[Image point annotation entries]

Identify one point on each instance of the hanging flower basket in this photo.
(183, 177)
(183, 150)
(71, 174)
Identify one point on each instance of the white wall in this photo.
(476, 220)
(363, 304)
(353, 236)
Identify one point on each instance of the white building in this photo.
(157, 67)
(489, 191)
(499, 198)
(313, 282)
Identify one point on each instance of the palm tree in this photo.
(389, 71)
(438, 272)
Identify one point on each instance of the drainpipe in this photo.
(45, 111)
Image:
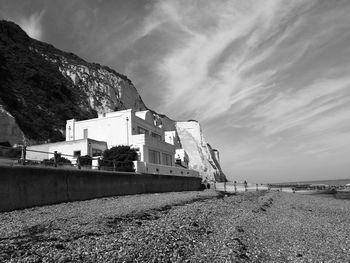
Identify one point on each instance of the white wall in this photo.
(142, 167)
(63, 148)
(113, 129)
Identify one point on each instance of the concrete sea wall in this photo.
(24, 187)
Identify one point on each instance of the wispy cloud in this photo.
(32, 25)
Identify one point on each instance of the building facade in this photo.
(158, 150)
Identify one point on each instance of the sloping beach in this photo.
(181, 227)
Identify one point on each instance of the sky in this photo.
(268, 80)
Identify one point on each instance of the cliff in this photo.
(42, 87)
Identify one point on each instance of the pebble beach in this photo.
(181, 227)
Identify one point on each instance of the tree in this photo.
(120, 157)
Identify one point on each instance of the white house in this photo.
(69, 149)
(156, 148)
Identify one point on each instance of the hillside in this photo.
(41, 87)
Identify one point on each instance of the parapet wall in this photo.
(24, 187)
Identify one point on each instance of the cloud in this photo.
(32, 25)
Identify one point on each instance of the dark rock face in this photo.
(33, 90)
(41, 87)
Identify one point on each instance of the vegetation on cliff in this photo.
(33, 90)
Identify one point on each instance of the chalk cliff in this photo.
(42, 86)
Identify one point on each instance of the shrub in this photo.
(123, 157)
(85, 160)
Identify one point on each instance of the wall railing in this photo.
(15, 156)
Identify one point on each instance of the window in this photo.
(154, 156)
(96, 152)
(141, 130)
(167, 160)
(157, 136)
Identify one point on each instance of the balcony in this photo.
(143, 139)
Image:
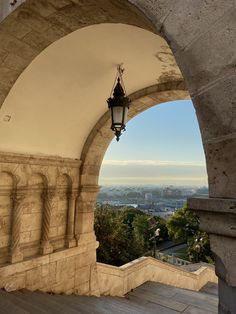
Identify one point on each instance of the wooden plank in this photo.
(152, 297)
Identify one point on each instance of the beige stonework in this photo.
(201, 35)
(68, 271)
(32, 223)
(117, 281)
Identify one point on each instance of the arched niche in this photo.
(58, 228)
(32, 215)
(7, 190)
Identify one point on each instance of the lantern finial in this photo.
(118, 104)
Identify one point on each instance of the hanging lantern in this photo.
(118, 105)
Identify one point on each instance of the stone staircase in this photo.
(148, 298)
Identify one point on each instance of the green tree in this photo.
(123, 234)
(183, 225)
(199, 248)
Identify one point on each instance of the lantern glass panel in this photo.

### TASK BRIEF
Rewrite the entries above as a Markdown table with columns Row and Line, starting at the line that contains "Identify one point on each instance of the beige" and ending at the last line of the entries. Number the rows and leave out any blank lines.

### RESULT OF THE TASK
| Row | Line |
|---|---|
| 1 | Identify one point on each instance of the beige stonework in this photo. |
| 2 | (201, 35) |
| 3 | (68, 271) |
| 4 | (32, 223) |
| 5 | (117, 281) |
| 6 | Identify one point on each instance of the arched niche in this photo. |
| 7 | (58, 228) |
| 8 | (32, 215) |
| 9 | (7, 190) |
| 10 | Identify one point on each instance of the lantern finial in this photo. |
| 11 | (118, 104) |
| 12 | Identify one point on each instance of the hanging lantern in this photo. |
| 13 | (118, 105) |
| 14 | Identify one point on each instance of the stone staircase in this photo. |
| 15 | (148, 298) |
| 16 | Identify one point on each instance of the green tree in this photo. |
| 17 | (123, 234) |
| 18 | (183, 225) |
| 19 | (199, 248) |
| 20 | Identify one point on each instance of the lantern glass panel in this photo. |